Enunciado de la tarea:
¿Puedes convertir en una lista numerada las líneas comprendidas entre la que contiene "Every instance of the aircraft wheel" y la que contiene "<point>849,161</point>", ambas incluidas, omitiendo las líneas en blanco?
____ Material proporcionado
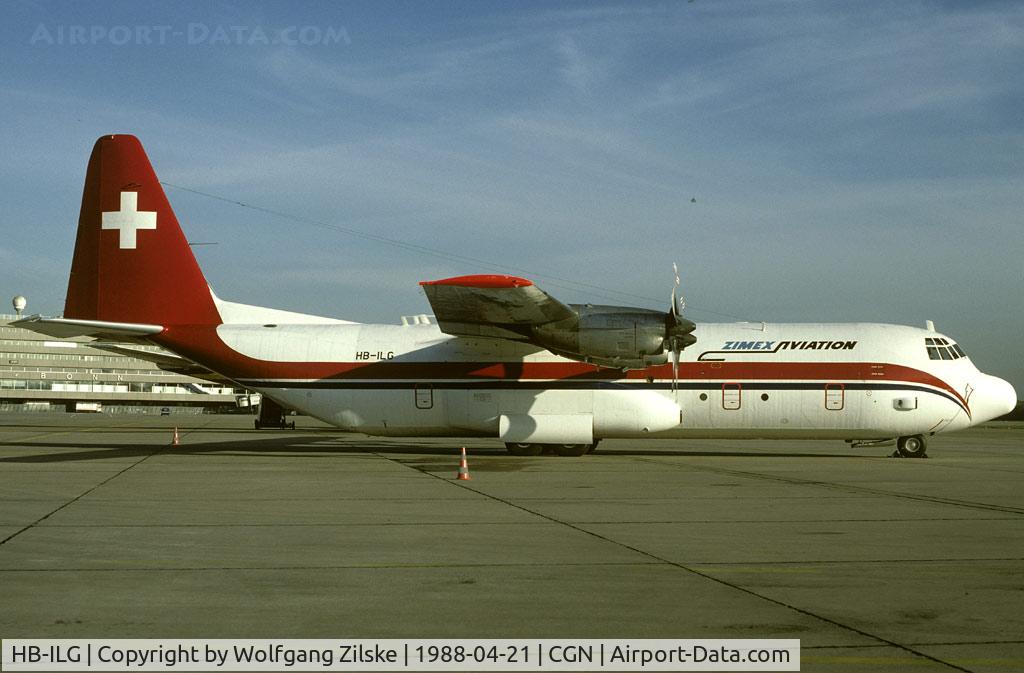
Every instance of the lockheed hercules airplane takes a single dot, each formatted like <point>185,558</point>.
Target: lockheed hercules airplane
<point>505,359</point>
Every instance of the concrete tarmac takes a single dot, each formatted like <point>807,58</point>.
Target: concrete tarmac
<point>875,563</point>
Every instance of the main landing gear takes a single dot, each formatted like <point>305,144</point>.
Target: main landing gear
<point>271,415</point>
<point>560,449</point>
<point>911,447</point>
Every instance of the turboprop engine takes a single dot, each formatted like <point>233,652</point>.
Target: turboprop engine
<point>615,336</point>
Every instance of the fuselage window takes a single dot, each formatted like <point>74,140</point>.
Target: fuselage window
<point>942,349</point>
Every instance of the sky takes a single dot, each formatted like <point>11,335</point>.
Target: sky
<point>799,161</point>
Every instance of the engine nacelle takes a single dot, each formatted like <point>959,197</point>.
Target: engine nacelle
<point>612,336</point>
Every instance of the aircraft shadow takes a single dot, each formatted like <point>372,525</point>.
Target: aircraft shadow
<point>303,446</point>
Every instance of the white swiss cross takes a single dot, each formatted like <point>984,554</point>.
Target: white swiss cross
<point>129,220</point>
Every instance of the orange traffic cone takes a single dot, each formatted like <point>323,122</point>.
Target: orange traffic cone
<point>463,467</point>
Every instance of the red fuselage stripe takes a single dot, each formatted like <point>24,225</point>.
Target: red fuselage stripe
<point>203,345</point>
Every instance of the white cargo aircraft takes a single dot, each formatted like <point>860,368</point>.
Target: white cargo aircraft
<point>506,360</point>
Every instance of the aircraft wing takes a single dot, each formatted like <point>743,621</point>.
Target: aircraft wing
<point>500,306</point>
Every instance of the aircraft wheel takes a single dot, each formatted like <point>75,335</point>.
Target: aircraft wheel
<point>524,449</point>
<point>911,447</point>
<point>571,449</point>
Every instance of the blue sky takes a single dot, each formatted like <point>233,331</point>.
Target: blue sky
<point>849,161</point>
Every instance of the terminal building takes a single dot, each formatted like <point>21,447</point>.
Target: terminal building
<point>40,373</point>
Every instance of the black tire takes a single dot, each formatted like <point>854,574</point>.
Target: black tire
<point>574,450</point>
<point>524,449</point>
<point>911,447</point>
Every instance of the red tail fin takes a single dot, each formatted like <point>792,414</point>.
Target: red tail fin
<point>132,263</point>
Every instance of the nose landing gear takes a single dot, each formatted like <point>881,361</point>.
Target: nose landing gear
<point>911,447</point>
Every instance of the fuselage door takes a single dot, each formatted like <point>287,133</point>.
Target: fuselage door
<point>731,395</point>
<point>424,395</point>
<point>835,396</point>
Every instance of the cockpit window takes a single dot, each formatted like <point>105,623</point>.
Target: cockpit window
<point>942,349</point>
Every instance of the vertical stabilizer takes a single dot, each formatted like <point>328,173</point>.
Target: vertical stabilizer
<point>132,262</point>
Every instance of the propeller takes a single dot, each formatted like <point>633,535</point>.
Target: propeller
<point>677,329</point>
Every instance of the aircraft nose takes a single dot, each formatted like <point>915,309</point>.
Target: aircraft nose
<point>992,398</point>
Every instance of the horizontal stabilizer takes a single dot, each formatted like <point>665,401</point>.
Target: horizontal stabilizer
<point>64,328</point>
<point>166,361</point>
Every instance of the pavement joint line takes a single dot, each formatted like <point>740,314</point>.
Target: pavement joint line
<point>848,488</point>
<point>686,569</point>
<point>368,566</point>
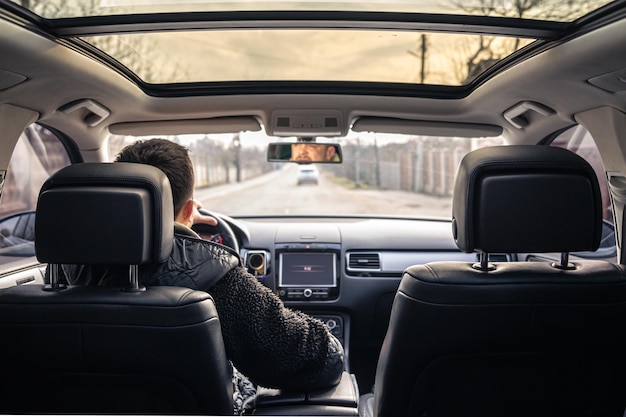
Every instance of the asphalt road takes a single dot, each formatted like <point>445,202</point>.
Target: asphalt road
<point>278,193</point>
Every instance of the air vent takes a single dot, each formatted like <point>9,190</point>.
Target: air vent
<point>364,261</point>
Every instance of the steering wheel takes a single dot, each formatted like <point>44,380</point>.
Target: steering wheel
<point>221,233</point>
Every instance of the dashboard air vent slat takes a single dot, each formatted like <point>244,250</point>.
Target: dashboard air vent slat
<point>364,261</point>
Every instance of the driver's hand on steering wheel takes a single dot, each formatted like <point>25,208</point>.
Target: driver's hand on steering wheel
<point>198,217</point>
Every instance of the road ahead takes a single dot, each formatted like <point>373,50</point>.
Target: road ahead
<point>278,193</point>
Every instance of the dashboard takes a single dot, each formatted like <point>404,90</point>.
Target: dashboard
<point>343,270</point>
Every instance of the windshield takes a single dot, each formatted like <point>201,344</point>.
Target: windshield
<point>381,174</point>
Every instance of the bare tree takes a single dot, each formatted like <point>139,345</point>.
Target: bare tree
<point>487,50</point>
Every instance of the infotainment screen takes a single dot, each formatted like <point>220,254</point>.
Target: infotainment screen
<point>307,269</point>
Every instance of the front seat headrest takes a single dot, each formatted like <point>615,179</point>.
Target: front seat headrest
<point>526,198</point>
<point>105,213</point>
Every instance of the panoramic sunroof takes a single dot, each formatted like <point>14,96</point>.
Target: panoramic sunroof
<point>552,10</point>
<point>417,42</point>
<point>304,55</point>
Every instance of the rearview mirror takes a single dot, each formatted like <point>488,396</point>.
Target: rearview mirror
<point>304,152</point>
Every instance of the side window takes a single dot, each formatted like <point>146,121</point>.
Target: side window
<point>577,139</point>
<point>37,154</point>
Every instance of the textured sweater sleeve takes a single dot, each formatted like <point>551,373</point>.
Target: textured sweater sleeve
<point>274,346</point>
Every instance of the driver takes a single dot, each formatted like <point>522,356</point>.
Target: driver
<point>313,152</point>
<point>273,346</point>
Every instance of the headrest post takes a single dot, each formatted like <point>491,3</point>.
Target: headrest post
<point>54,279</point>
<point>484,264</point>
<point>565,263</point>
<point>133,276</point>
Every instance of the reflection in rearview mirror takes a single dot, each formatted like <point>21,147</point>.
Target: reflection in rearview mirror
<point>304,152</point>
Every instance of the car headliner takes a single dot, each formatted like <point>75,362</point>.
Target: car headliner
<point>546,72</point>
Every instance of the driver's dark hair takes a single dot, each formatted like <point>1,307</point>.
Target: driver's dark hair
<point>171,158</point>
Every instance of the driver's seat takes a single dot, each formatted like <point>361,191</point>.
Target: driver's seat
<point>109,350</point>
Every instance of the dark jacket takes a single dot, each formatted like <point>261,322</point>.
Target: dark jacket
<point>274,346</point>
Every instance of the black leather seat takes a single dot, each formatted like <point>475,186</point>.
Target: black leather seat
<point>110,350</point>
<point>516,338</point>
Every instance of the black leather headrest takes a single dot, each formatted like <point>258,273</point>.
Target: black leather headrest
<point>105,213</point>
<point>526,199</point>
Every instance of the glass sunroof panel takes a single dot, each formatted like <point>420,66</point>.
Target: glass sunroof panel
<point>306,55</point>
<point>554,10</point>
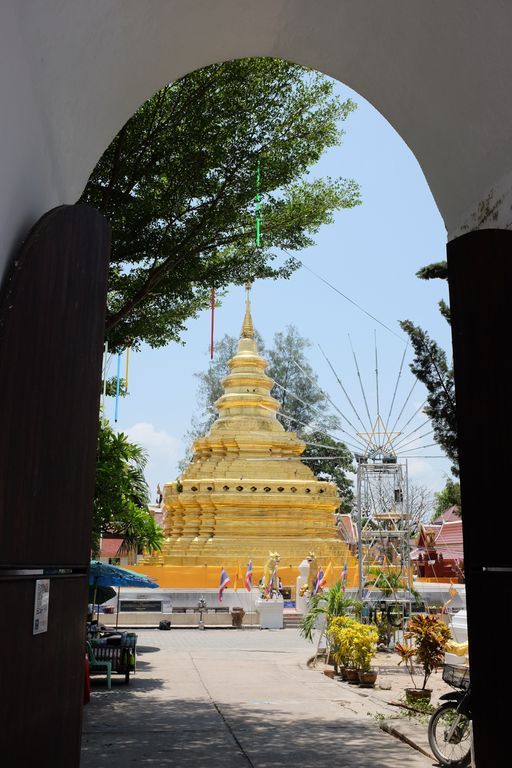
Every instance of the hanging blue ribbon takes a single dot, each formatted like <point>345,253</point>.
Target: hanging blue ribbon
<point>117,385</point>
________
Respuesta completa:
1. Every instance of the aircraft wheel takes a single dot, each formatted like <point>75,335</point>.
2. Target: aircraft wheel
3. <point>524,449</point>
4. <point>911,447</point>
5. <point>571,449</point>
6. Every instance of the blue sky takes a single dot, each formatted like <point>233,331</point>.
7. Target: blue sky
8. <point>849,161</point>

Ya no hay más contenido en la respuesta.